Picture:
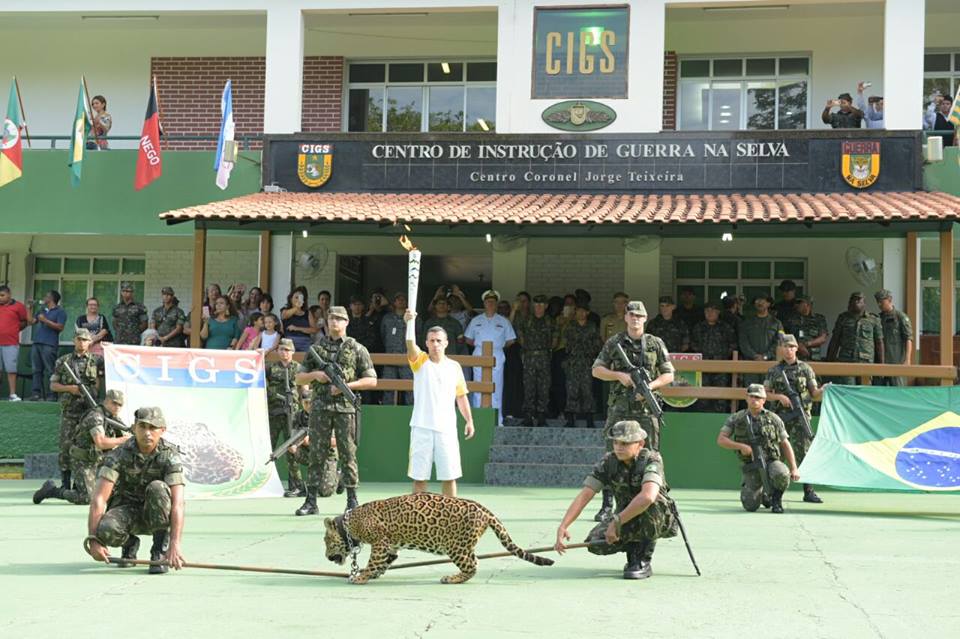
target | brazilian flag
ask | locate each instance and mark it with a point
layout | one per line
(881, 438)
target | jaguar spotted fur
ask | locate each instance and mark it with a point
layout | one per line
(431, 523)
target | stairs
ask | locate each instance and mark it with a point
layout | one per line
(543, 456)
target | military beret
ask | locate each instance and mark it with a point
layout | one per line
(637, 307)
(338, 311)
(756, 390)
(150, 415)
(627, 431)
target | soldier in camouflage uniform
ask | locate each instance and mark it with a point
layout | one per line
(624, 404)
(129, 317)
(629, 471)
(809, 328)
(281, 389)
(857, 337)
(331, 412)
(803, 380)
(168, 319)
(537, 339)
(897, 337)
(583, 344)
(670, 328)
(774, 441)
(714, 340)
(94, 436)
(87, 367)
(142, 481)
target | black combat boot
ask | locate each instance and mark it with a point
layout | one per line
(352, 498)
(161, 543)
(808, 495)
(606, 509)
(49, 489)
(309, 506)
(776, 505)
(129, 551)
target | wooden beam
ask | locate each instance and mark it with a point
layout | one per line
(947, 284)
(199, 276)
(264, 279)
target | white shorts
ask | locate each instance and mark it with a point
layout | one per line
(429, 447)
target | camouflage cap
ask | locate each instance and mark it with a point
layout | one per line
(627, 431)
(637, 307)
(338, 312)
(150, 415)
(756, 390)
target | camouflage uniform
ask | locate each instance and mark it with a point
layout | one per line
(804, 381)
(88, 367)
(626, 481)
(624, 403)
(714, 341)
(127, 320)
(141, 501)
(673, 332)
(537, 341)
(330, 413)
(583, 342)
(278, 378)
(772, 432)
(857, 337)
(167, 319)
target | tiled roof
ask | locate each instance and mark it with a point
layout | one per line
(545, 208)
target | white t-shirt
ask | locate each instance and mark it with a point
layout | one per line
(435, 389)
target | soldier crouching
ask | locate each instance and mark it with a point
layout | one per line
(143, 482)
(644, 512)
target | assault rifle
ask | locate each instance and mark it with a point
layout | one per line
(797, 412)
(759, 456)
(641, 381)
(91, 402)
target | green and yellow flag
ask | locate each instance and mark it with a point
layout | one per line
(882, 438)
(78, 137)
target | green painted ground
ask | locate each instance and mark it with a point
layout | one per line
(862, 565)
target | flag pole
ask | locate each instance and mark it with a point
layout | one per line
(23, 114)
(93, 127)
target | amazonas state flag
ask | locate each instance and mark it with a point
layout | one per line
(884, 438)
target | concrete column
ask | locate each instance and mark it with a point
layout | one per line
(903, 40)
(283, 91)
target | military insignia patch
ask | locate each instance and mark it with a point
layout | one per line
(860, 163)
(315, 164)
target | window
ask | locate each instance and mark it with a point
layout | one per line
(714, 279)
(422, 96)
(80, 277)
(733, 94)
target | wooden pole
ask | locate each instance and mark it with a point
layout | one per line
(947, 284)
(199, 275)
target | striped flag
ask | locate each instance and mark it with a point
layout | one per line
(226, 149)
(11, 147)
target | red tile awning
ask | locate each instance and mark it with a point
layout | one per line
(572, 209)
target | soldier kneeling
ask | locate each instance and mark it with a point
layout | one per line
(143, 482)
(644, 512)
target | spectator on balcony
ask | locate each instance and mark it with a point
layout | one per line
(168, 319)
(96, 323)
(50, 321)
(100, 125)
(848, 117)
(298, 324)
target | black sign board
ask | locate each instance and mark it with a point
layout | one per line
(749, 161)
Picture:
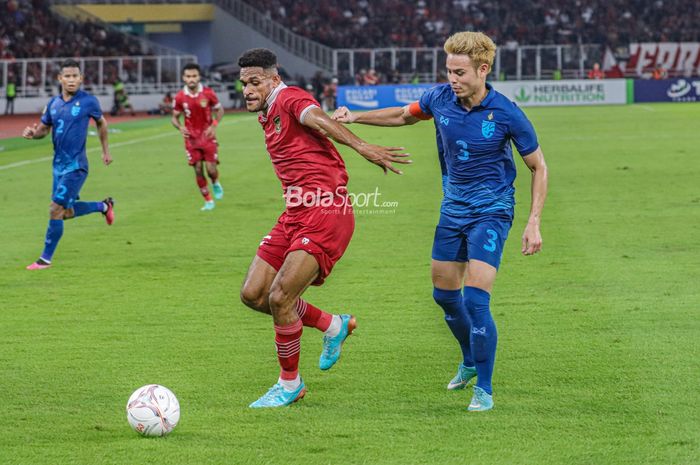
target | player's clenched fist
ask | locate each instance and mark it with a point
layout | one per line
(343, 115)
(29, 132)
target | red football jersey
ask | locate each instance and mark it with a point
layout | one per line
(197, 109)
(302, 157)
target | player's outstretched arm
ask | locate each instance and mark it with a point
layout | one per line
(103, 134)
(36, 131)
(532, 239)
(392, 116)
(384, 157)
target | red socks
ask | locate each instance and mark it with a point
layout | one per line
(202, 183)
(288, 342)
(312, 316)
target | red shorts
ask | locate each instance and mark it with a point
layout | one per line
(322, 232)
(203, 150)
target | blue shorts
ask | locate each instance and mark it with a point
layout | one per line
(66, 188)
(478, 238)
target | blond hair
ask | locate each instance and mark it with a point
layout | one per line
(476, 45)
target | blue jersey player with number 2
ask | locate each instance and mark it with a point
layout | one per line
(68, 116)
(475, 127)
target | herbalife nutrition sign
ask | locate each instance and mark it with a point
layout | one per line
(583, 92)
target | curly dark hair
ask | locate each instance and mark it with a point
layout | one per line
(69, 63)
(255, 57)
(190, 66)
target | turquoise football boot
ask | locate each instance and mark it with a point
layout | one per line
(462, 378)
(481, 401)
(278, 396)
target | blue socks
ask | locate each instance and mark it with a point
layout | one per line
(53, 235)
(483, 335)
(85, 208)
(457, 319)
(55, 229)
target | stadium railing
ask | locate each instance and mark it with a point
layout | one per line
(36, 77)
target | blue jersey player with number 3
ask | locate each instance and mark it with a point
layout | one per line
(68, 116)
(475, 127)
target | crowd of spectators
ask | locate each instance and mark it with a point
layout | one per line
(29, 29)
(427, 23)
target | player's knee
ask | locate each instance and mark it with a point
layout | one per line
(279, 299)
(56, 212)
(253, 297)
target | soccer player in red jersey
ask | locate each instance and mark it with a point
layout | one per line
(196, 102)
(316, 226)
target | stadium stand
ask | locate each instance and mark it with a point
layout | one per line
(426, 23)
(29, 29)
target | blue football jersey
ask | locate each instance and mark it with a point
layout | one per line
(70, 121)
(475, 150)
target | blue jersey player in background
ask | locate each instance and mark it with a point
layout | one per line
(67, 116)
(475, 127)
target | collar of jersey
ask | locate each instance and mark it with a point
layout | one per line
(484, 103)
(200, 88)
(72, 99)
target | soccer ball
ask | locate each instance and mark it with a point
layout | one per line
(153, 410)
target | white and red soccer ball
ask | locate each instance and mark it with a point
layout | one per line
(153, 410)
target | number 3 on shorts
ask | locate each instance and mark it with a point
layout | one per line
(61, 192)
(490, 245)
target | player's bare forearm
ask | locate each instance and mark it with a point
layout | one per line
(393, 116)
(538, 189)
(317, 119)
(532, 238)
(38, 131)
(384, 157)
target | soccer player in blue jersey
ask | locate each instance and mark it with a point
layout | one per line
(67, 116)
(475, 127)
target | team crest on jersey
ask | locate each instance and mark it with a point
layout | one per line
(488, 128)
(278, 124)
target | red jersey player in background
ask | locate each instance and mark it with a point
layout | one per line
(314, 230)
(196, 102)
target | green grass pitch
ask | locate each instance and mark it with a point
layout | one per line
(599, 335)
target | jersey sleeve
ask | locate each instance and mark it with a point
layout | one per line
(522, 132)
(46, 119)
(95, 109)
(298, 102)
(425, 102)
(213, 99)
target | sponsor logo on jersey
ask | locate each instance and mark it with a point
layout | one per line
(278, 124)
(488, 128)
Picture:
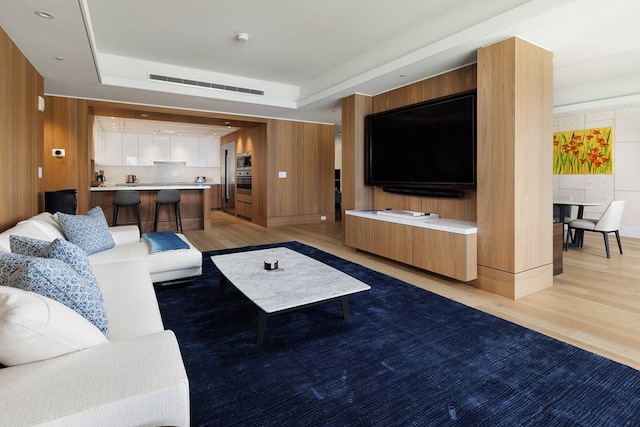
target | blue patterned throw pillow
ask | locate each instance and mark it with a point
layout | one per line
----
— WHAT IS EXPECTED —
Each line above is to be copied verbatim. Drop any image from the copy.

— ANSWER TO THE EXERCISE —
Picture:
target | brazilian flag
ask | locate each instance and mark it with a point
layout | one per line
(881, 438)
target | jaguar spotted fur
ask | locate each instance and mark it with a point
layout | one per line
(431, 523)
target | stairs
ask | locate each instance and mark it with a point
layout | one per line
(543, 456)
target | military beret
ask | locate each instance and mark it with a point
layout | one per line
(637, 307)
(338, 311)
(756, 390)
(150, 415)
(627, 431)
target | soldier in camouflage uniform
ask | locate each instance and mark it with a point
layout | one per line
(624, 404)
(129, 317)
(629, 471)
(809, 328)
(281, 389)
(857, 337)
(331, 412)
(803, 380)
(168, 319)
(537, 339)
(897, 337)
(583, 344)
(670, 328)
(774, 441)
(714, 340)
(94, 436)
(87, 367)
(142, 481)
target | black combat boot
ask | locate each instance and mark it with a point
layout | one per line
(352, 498)
(161, 543)
(808, 495)
(606, 509)
(49, 489)
(309, 506)
(776, 505)
(129, 551)
target | wooden beam
ask | locate each instance and mark it with a point
layout | one per line
(947, 284)
(199, 276)
(264, 279)
target | white shorts
ask | locate each instance and mark it with a point
layout | one per line
(429, 447)
target | camouflage cap
ask | locate each instance and mark it with a point
layout | one per line
(627, 431)
(637, 307)
(338, 312)
(150, 415)
(756, 390)
target | camouflage uniform
ask | locate each instance and mark it with a point
layout | one per line
(804, 381)
(88, 367)
(626, 481)
(624, 403)
(714, 341)
(127, 320)
(141, 501)
(673, 332)
(537, 341)
(330, 413)
(583, 342)
(278, 378)
(772, 432)
(857, 337)
(167, 319)
target | tiled roof
ask | locate each instance and mark it with a point
layout | one per line
(545, 208)
target | white t-shirt
ask | locate each instance and mark it with a point
layout | one per line
(435, 389)
target | soldier crouching
ask | locate each instance and mark it with a point
layout | one per line
(143, 482)
(644, 512)
target | assault rifle
ask | locate each instance and mark it with a point
layout | one per line
(797, 412)
(759, 456)
(641, 381)
(91, 402)
target | green and yellow flag
ask | locate each instance and mark it with a point
layout | one per line
(882, 438)
(78, 137)
target | green painted ground
ask | locate each instance and mark it with a point
layout | one per line
(862, 565)
target | flag pole
ask | locate each instance and mark it with a point
layout | one per line
(23, 114)
(93, 127)
target | amazonas state flag
ask | locate each instance and mark it with a point
layout | one per line
(884, 438)
target | concrete column
ask | locate each instance and mark it with a point
layout | one per line
(903, 40)
(283, 91)
target | military insignia patch
ask | locate each instance and mark it with a point
layout | one per line
(860, 163)
(315, 164)
target | window
ask | locate each instance and mark it with a point
layout | one per line
(714, 279)
(422, 96)
(80, 277)
(733, 94)
target | wooden pole
ask | locate each instance and mark it with a point
layout | one per line
(947, 284)
(199, 275)
target | striped flag
ask | locate each instance and mark it with a point
layout | one per line
(226, 149)
(11, 147)
target | red tile awning
ask | locate each instance and mark it with a point
layout | one per line
(572, 209)
target | soldier kneeling
ask | locate each instance and mark it with a point
layout | one per line
(143, 482)
(644, 512)
target | spectator on balcony
ask | locate each instance and mark it with a point
layout | one per line
(168, 319)
(96, 323)
(50, 321)
(100, 125)
(848, 117)
(298, 324)
target | black sign board
ask | locate each instance and mark it with a point
layout | one per line
(749, 161)
Picture:
target | player's clenched fist
ask | locate each instance and mark it with a point
layout | one per line
(343, 115)
(29, 132)
target | red football jersey
ask | locate each instance and mark it with a point
layout | one per line
(197, 109)
(302, 157)
target | player's outstretched arm
ask | locate each instance and mark it with a point
layout | one per line
(103, 134)
(36, 131)
(532, 239)
(392, 116)
(384, 157)
target | red socks
ask | locate each instance and mark it with a point
layout | one per line
(202, 183)
(288, 342)
(312, 316)
target | red shorts
ask | locate each instance and mark it with a point
layout | one per line
(322, 232)
(203, 150)
target | blue shorts
ask | locate each instance and mark it with a point
layout | one per line
(66, 188)
(478, 238)
target | blond hair
ask | locate each instance and mark it with a point
layout | one per line
(476, 45)
target | blue jersey player with number 2
ask | locate each instance and mark it with a point
layout | one per line
(68, 116)
(475, 127)
target | herbalife nutrition sign
ask | locate each instance and mark it with a point
layout | one per line
(583, 92)
target | curly dark hair
ask | locate each instance and mark it with a point
layout | one per line
(69, 63)
(255, 57)
(190, 66)
target | turquoise football boot
ask | locate each instance and mark it with a point
layout | one per line
(462, 378)
(481, 401)
(278, 396)
target | blue socks
ask | locate each instance and mark it with a point
layout | one per line
(53, 235)
(483, 335)
(85, 208)
(457, 319)
(55, 229)
target | stadium railing
ask | locate each instance and mark it with a point
layout | one per line
(36, 77)
target | blue jersey player with number 3
ask | locate each instance and mark it with a point
layout | one per line
(68, 116)
(475, 127)
target | crowd of spectators
ask | locate each instance and mark it with a point
layout | one per line
(29, 29)
(427, 23)
target | player's knee
ask | locate each instance and mark it with a point
layout | one per line
(279, 299)
(56, 212)
(253, 297)
target | soccer player in red jersey
ask | locate each instance and mark it with a point
layout | one per line
(196, 102)
(316, 226)
target | stadium stand
ask | locate each instance and mark it with a point
layout | one per line
(426, 23)
(29, 29)
target | blue football jersey
ask | locate each instance and mark it with a point
layout | one per line
(70, 121)
(475, 150)
target | blue jersey player in background
ask | locate each instance and mark it with a point
layout | one per line
(67, 116)
(475, 127)
target | collar of jersey
ask | locate each instance and mark it with a point
layout | one per line
(484, 103)
(200, 88)
(72, 99)
target | soccer ball
ask | locate each instance and mark it with a point
layout | one per line
(153, 410)
target | white and red soccer ball
ask | locate each instance and mark it with a point
layout | one per line
(153, 410)
target | number 3 on shorts
ask | locate each instance and mark it with a point
layout | one per line
(61, 192)
(490, 245)
target | player's bare forearm
ask | locate each instance and mark it with a point
layout | one per line
(393, 116)
(538, 189)
(317, 119)
(532, 238)
(38, 131)
(384, 157)
target | soccer player in blue jersey
ask | locate each instance and mark it with a point
layout | one per line
(67, 116)
(475, 127)
target | team crest on jersey
ask | locate each instance and mark it with a point
layout | one per line
(488, 128)
(278, 124)
target | red jersey player in background
ask | locate each instance and mark it with a point
layout | one per line
(314, 230)
(196, 102)
target | green grass pitch
ask | locate each instance and mark it with a point
layout | one per line
(599, 335)
target | jersey sleeve
ask | locate each instance and mark it with a point
layout | one per line
(522, 132)
(46, 119)
(95, 109)
(298, 102)
(425, 102)
(213, 99)
target | sponsor logo on jersey
ask | locate each instance and mark it with a point
layout | one per line
(278, 124)
(488, 128)
Picture:
target | blue patterned throw pillow
ask | locate each instance and mark it with a point
layout | one per line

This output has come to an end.